* START Data for this task *

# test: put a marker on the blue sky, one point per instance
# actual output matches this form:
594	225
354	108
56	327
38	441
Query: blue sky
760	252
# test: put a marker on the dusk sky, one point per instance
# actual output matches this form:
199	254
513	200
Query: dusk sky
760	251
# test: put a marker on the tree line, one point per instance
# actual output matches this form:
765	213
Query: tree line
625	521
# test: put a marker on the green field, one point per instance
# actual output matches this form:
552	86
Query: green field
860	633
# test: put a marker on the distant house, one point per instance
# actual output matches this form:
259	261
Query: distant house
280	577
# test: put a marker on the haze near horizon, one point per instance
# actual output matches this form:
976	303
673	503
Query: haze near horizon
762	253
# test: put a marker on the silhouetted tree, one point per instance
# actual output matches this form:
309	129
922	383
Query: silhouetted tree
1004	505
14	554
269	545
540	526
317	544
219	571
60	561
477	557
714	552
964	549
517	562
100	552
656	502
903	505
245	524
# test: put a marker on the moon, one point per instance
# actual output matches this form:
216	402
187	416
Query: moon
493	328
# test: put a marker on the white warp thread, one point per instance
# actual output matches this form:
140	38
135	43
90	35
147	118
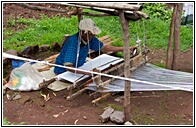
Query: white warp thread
107	75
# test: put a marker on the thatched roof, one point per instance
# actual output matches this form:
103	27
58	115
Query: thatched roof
132	11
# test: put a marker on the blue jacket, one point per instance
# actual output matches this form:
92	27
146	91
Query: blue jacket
68	52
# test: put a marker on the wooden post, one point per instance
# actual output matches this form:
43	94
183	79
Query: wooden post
169	47
176	52
80	17
127	74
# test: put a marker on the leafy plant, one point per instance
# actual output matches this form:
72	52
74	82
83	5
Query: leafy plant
158	10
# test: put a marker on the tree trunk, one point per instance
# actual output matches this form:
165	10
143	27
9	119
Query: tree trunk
125	30
169	48
176	52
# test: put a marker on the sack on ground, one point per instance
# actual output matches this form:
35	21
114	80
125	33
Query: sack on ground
24	78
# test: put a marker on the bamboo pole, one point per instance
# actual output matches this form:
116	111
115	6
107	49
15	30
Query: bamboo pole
124	6
127	74
169	47
176	53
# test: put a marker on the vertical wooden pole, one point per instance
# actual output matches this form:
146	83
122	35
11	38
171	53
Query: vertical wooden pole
177	25
79	16
169	47
125	30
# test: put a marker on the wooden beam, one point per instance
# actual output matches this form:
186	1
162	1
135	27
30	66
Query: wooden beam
127	74
124	6
48	9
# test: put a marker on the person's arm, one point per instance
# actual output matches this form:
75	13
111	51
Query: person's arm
108	48
77	72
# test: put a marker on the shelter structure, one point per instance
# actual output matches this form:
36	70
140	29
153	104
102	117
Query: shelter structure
125	11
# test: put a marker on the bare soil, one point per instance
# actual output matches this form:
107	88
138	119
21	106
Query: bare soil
154	108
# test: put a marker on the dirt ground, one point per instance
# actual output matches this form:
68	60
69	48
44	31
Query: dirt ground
147	108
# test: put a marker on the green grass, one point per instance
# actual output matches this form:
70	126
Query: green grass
6	122
49	30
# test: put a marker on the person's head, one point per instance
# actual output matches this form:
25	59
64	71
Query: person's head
88	29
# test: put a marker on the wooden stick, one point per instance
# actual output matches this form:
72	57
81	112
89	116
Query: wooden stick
118	6
70	97
48	9
92	14
100	98
46	83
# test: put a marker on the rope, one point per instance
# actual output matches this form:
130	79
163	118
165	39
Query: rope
78	50
107	75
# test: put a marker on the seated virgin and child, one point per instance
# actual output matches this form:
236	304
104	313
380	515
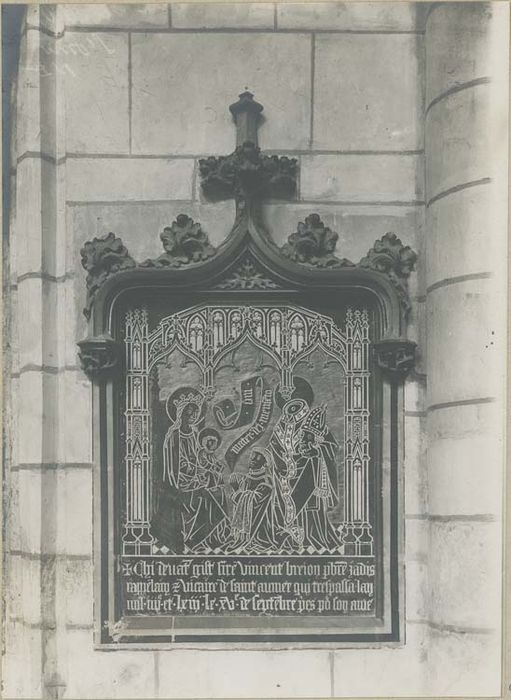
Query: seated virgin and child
192	513
282	503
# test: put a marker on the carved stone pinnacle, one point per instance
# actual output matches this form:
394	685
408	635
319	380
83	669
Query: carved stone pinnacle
395	357
99	356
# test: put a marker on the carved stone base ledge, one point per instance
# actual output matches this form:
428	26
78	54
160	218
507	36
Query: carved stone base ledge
395	357
99	356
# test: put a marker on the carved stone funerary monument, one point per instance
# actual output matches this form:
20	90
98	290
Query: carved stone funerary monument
247	435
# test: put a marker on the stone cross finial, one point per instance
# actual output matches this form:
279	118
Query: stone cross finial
247	174
247	115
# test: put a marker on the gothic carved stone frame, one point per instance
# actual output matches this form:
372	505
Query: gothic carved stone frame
357	314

* END Data for this task *

Exercise task = Copy the material again from the line containing "# test: put a marker on the gothic" through its last line, both included, and output only those lines, with the requests unchanged. In the answers alone, multiply each point coordinate by 0.9 and round it to a whole number, rounding halves up.

Output for this task =
# test: put a marker on the gothic carved stone frame, one point per instance
# actual output matches this form:
372	505
Query: gothic carved stone frame
321	283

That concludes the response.